§ **EXERCISE AIM**
Pick out every line in the items below that contains the word "chair", and copy each one in full.

>> begin RECORDS SUPPLIED

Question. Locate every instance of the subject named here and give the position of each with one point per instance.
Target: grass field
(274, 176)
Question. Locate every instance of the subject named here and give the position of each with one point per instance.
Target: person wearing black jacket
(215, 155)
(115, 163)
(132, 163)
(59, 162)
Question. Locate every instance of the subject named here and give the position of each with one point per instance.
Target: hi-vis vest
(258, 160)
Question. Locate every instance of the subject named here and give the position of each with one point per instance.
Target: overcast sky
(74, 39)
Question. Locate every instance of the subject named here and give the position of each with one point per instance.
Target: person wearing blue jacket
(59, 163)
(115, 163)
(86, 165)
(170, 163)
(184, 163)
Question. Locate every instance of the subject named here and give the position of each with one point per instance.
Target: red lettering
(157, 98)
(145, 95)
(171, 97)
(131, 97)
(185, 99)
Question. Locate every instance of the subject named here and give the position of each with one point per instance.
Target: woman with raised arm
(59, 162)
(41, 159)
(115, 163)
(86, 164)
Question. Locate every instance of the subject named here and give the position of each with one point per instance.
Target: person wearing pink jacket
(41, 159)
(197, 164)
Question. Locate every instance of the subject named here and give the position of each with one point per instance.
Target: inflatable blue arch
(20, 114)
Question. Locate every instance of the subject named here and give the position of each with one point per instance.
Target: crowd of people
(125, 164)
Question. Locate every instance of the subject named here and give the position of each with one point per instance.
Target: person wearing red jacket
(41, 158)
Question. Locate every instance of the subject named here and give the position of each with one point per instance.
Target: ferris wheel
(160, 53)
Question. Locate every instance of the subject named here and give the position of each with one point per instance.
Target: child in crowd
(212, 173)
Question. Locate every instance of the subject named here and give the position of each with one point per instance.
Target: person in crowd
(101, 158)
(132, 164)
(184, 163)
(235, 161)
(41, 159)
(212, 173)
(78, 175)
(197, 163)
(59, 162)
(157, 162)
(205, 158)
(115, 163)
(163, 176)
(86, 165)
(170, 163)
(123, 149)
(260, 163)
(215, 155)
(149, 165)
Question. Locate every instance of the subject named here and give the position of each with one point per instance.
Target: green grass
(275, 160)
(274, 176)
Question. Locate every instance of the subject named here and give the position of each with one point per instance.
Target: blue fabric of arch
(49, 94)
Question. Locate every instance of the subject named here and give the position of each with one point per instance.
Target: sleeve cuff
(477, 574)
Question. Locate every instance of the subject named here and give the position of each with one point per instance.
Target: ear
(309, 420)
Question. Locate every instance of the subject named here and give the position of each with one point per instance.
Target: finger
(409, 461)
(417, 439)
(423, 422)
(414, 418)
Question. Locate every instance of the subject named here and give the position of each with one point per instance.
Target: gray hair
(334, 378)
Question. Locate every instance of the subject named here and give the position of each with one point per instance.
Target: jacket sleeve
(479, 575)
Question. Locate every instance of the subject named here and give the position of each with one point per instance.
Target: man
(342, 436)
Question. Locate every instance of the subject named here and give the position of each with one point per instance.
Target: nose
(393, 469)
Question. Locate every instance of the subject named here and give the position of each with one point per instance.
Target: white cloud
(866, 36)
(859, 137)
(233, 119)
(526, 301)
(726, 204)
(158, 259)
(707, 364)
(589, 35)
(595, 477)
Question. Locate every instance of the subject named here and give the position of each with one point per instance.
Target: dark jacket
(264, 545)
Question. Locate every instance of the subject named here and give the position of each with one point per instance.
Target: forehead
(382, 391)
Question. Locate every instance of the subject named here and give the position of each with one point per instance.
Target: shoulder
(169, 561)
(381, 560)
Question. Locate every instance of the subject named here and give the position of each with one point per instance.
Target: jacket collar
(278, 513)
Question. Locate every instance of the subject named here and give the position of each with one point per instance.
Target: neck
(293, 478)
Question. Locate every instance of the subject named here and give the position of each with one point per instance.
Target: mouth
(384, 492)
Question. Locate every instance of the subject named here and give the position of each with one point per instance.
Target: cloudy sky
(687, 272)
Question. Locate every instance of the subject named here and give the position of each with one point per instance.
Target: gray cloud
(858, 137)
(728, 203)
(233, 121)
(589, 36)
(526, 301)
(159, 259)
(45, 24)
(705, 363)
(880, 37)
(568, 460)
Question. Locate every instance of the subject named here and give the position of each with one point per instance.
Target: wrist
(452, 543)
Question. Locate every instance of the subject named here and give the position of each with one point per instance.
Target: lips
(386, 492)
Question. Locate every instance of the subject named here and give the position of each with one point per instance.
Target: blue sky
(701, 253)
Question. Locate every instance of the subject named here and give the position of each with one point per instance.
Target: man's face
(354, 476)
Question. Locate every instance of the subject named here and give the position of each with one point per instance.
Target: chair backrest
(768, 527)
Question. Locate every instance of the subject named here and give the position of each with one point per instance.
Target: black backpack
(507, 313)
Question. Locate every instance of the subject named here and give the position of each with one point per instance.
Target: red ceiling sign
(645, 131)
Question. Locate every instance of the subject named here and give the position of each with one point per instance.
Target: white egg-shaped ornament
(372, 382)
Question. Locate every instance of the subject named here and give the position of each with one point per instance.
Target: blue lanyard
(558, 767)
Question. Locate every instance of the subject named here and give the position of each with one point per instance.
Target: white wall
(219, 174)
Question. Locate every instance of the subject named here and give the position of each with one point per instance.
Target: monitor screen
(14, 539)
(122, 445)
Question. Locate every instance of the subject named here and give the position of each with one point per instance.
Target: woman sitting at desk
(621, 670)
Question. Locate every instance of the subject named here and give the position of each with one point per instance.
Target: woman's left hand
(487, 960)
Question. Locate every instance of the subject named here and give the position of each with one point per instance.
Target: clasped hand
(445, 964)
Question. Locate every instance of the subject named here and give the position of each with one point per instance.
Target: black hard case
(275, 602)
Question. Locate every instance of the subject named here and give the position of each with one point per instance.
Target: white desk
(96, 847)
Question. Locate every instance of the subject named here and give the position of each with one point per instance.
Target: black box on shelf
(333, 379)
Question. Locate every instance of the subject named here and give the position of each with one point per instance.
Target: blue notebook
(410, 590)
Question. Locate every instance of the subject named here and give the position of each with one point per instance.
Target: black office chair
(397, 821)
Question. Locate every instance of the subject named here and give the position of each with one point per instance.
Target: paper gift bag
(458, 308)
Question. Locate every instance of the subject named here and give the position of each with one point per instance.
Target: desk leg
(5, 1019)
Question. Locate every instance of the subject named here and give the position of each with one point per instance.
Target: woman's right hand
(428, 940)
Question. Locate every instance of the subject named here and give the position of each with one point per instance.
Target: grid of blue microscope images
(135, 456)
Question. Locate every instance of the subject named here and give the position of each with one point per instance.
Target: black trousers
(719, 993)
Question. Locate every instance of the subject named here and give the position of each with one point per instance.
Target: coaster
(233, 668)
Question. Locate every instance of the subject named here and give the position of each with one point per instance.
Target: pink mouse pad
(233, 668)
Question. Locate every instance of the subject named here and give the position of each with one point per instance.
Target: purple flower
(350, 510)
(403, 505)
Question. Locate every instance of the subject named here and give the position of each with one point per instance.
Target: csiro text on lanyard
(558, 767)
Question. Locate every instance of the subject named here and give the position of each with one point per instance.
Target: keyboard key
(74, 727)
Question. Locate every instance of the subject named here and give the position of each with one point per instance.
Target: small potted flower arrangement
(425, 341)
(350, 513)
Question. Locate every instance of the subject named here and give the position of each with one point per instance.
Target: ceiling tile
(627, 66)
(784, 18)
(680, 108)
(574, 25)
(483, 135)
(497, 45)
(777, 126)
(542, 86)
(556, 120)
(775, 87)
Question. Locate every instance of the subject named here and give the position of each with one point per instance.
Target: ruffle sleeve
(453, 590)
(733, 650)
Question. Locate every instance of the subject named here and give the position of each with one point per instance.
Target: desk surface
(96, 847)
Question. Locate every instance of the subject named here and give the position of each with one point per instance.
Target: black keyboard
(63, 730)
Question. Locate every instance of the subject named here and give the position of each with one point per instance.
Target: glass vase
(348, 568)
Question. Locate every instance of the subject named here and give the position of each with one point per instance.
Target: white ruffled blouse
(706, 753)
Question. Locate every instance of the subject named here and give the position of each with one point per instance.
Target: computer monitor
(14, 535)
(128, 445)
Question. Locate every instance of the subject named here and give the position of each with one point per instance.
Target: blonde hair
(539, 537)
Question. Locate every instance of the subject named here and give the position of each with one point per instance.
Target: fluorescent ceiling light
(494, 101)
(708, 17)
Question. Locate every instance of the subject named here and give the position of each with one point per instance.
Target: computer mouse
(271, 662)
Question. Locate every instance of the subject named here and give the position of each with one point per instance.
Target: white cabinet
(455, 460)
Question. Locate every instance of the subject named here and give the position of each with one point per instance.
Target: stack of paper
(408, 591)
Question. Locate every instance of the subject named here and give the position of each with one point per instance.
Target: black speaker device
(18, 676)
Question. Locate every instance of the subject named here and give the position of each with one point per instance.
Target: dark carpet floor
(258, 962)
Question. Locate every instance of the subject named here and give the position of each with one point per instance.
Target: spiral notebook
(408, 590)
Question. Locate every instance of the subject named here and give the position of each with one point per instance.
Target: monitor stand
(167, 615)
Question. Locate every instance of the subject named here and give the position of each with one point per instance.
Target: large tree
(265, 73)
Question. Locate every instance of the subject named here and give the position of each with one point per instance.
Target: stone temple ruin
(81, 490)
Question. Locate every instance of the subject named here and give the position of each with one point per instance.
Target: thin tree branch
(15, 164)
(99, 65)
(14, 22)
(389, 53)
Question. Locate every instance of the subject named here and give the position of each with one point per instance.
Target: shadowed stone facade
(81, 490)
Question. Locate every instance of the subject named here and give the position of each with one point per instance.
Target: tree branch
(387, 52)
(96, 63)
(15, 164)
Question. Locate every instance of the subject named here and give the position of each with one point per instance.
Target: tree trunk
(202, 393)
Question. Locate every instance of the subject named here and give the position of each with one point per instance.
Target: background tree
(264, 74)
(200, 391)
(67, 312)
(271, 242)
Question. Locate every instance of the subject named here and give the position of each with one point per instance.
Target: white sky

>> end RECORDS SUPPLIED

§ **ANSWER TO THE TASK**
Target: chair backrest
Target: black office chair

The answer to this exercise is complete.